PROBLEM SET:
[1] List the three location optimization methods named in the text on planning hospitals in a rural county of central China.
[2] Proceed with the passage on planning hospitals in a rural county of central China, beginning after its final sentence.

Our involvement in a project on planning hospitals in a rural county in central China provided us with an excellent case study to implement this method. In the case study, the planning problem is to site three new hospitals to replace soon-to-be-closed ones and make recommendation on their sizes. In this study, the spatial patterns of accessibility measured by the proximity and the 2SFCA methods are largely consistent with some minor discrepancies (e.g., more gradual change in rural areas by the proximity method than by the 2SFCA method) and reveal a significant rural-urban disparity with three pockets of poor access (all in rural areas). Based on distance from the closest hospitals, the three location optimization methods (p-median, MCLP, or minimax) yield results with some overlaps or convergences, and all of the selected optimal sites fall in the three pockets of poor access areas. We recommend the result by the MCLP model as its solutions overlap most with the results by the other two models and also attain a balance of desirable outcomes. The capacity optimization allocates a given amount of capacity to the three new sited hospitals. The case study demonstrated that the 2SO4SAI method improves two aspects of spatial accessibility: the location optimization reduces the average travel distance to hospitals, and the capacity optimization narrows the disparity gap in accessibility that captures hospital resource per capita.

SUPPLIED INFORMATION:
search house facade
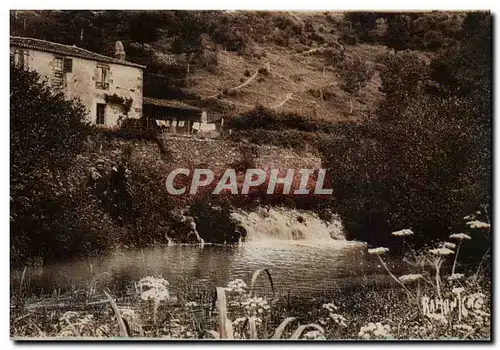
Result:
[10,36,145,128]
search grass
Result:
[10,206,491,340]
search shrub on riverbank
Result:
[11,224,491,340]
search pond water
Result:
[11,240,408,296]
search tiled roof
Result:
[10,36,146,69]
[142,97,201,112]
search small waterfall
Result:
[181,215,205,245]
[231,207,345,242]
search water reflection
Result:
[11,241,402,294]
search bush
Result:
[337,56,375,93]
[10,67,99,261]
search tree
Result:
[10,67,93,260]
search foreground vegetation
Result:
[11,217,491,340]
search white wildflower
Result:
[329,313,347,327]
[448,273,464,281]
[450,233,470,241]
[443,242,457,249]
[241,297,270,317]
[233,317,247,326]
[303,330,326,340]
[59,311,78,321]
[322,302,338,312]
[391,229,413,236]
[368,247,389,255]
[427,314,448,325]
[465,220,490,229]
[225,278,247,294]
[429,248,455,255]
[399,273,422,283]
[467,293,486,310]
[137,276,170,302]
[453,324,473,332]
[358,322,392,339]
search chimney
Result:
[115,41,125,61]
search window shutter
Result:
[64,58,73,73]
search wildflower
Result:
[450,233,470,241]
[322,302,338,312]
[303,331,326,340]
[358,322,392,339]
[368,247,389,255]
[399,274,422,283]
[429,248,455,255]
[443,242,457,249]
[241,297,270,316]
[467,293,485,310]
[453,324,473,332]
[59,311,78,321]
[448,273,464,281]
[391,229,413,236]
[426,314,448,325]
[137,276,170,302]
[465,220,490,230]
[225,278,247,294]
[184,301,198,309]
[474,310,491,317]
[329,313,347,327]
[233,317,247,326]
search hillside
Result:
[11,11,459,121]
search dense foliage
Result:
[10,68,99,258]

ANSWER SET:
[1] p-median, MCLP, minimax

[2]
There are some limitations for this study. As mentioned briefly in the paper, patients' behaviors in seeking hospital care are more diverse and complex than we modeled. For instance, people often bypass choices near their home for one of better reputation (e.g., a county-level instead of a township-level hospital in our case). We will need to collect and analyze the patient flow data to better model their behaviors. Such an analysis will also help us design better measures of accessibility (e.g., the choice of distance decay function and its associated parameters). Conceivably a decision problem may follow the same sequential process of siting the facility locations and then deliberating their sizes as our model but need to construct a different objective function for either step. The balance of efficiency and equality may also be approached sequentially as in this research or concurrently by a biobjective model. Even if the issue of interest remains on spatial accessibility, the specific definitions or measures may differ from the ones adopted for our study. Any combination of these extensions or adaptions will lead to a different formulation of the optimization problem and help enrich and advance the state of location-allocation analysis.
Acknowledgments
The authors gratefully acknowledge the supports from the National Nature Science Foundation of China (41371183, 41001100, and 41501145), Ministry of Education of Humanities and Social Science Youth Fund Projects (13YJC760079), and Scientific Research Foundation of the Higher Education Institutions of Central China Normal University (CCNU15ZD001) to Jing Luo, Lei Luo, and Lingling Tian and from the National Natural Science Foundation of China (no. 41401173) to Hong Yi.
Conflicts of Interest
The authors declare that there are no conflicts of interest regarding the publication of this paper.